WHAT TO DO: Reproduce verbatim the line where "# mark a point" occurs, along with all following lines down to the last line of the data.

DATA UNDER STUDY:
· · ·

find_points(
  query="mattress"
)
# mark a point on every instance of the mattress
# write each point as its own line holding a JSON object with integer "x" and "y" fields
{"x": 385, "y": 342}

· · ·

TASK RESPONSE:
# mark a point on every instance of the mattress
# write each point as its own line holding a JSON object with integer "x" and "y" fields
{"x": 385, "y": 342}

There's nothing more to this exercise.